AIM OF THE TASK - Write out the lines below, starting with the first one and ending with the line that contains "250), (206, 205)]", both included. Leave the pictures out.

INPUT ROWS -
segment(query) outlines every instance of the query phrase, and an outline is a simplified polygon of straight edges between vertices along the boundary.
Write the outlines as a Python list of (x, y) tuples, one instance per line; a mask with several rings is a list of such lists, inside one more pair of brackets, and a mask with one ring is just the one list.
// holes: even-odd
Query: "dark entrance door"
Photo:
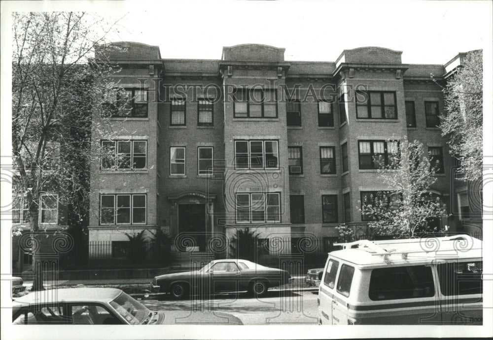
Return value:
[(180, 204), (178, 206), (178, 230), (187, 233), (195, 240), (200, 251), (206, 250), (206, 205)]

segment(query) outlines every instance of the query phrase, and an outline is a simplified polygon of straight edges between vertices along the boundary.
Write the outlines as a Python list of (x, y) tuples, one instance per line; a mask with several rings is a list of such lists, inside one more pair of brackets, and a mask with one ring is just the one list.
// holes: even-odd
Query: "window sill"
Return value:
[(100, 170), (99, 172), (100, 174), (148, 174), (148, 170)]
[(251, 118), (233, 118), (233, 122), (251, 122), (254, 121), (259, 121), (259, 122), (279, 122), (279, 118), (262, 118), (261, 117), (252, 117)]
[(259, 171), (267, 171), (267, 172), (281, 172), (280, 169), (235, 169), (235, 171), (244, 174), (253, 174)]
[(400, 122), (398, 119), (387, 119), (385, 118), (356, 118), (356, 122), (375, 122), (377, 123), (398, 123)]
[(149, 117), (113, 117), (110, 121), (148, 121)]

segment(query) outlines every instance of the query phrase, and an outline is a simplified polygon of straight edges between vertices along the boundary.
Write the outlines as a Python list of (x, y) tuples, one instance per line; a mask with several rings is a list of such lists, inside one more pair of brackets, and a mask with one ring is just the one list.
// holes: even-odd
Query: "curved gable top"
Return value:
[(283, 62), (285, 48), (260, 44), (244, 44), (222, 48), (222, 60)]
[(116, 41), (96, 46), (96, 52), (110, 60), (161, 59), (159, 47), (133, 41)]
[(385, 47), (368, 46), (352, 50), (344, 50), (336, 63), (342, 62), (372, 64), (400, 64), (402, 63), (402, 51), (394, 51)]

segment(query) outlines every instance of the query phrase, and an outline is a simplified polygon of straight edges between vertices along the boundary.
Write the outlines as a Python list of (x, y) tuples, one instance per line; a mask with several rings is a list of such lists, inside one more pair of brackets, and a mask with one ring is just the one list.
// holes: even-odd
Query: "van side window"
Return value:
[(354, 275), (354, 268), (343, 264), (341, 267), (341, 273), (339, 278), (337, 280), (337, 292), (342, 294), (346, 297), (349, 296), (351, 292), (351, 283), (352, 283), (352, 277)]
[(414, 299), (435, 295), (431, 268), (409, 266), (372, 271), (368, 295), (374, 301)]
[(440, 290), (444, 295), (483, 293), (483, 261), (452, 262), (437, 267)]
[(336, 275), (337, 274), (337, 269), (339, 268), (339, 262), (334, 260), (329, 260), (327, 266), (327, 271), (325, 272), (325, 277), (323, 279), (323, 283), (329, 288), (334, 288), (336, 283)]

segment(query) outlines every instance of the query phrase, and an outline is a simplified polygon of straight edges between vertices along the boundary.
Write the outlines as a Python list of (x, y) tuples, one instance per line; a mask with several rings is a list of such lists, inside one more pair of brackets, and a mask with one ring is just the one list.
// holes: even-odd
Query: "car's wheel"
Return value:
[(260, 298), (265, 295), (269, 287), (265, 281), (259, 280), (250, 283), (249, 288), (248, 290), (253, 296)]
[(188, 295), (188, 286), (185, 283), (175, 283), (171, 286), (170, 293), (174, 299), (182, 299)]

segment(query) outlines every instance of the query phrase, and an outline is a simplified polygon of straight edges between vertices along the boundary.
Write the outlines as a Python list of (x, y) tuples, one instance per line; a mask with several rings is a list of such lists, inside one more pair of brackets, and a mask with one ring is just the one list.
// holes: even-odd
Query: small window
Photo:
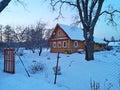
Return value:
[(60, 36), (60, 34), (61, 34), (61, 32), (60, 32), (60, 31), (58, 31), (58, 36)]
[(63, 47), (66, 48), (67, 47), (67, 42), (63, 41)]
[(53, 42), (53, 48), (56, 48), (56, 42)]
[(78, 41), (74, 41), (74, 47), (78, 47)]
[(58, 48), (61, 48), (61, 42), (58, 42)]

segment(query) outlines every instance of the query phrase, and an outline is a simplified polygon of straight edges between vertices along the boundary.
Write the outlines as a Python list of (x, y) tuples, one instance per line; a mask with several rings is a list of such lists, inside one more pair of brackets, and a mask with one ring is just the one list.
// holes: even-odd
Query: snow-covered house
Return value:
[(120, 47), (120, 42), (109, 42), (108, 46), (111, 46), (111, 47)]
[[(49, 39), (51, 52), (77, 52), (79, 49), (85, 50), (82, 29), (78, 27), (57, 24)], [(103, 50), (105, 42), (100, 39), (94, 40), (94, 50)], [(98, 48), (99, 47), (99, 48)]]

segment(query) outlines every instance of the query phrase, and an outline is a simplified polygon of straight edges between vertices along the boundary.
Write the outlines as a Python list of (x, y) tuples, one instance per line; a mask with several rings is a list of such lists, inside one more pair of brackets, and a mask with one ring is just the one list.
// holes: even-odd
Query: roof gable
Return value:
[(84, 40), (82, 29), (64, 24), (58, 24), (58, 26), (64, 30), (71, 40)]

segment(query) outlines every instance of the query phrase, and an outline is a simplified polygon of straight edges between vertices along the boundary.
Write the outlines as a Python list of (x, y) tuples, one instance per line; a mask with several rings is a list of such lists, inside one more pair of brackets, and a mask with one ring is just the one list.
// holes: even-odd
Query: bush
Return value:
[(34, 62), (33, 65), (30, 66), (29, 68), (29, 72), (32, 74), (35, 74), (39, 71), (43, 71), (44, 70), (44, 64), (41, 64), (40, 62)]

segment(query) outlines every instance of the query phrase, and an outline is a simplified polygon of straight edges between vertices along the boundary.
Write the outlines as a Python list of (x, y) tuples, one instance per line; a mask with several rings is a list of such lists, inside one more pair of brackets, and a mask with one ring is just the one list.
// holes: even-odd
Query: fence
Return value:
[(4, 72), (15, 73), (14, 49), (4, 49)]

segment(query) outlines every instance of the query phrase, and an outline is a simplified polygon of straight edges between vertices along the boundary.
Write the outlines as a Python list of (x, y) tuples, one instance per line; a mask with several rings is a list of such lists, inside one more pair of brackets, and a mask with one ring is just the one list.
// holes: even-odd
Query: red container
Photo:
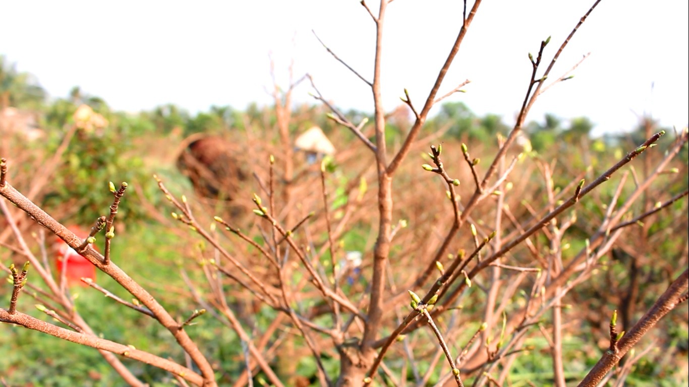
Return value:
[[(76, 227), (68, 227), (81, 239), (88, 238), (88, 232)], [(55, 242), (56, 247), (57, 282), (59, 284), (62, 273), (65, 277), (68, 286), (88, 286), (81, 281), (81, 278), (96, 280), (96, 266), (88, 262), (88, 260), (79, 255), (74, 249), (68, 246), (64, 240), (57, 238)]]

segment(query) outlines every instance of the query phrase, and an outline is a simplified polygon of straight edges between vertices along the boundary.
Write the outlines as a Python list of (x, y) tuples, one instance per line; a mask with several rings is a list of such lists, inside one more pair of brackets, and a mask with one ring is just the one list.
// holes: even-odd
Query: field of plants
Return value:
[[(340, 111), (308, 75), (129, 114), (0, 57), (0, 383), (686, 386), (689, 132), (528, 116), (566, 43), (529, 54), (514, 125), (459, 87), (384, 112), (376, 79)], [(313, 127), (333, 151), (295, 146)]]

FINISHED ANSWER -
segment(query) outlines every instance of the query phrase, and an outline is a simplified polygon of straight edges between vertices along the boundary.
Write the outlines as a Python list of (x, y) tuples, one instance per line; a mask with several rings is a list of such lists, inside one more pair of brackets, and a mask with one ring is just the one list.
// holes: even-odd
Query: "dark entrance door"
Photo:
Return value:
[(180, 204), (178, 206), (178, 230), (187, 233), (195, 240), (200, 251), (206, 250), (206, 205)]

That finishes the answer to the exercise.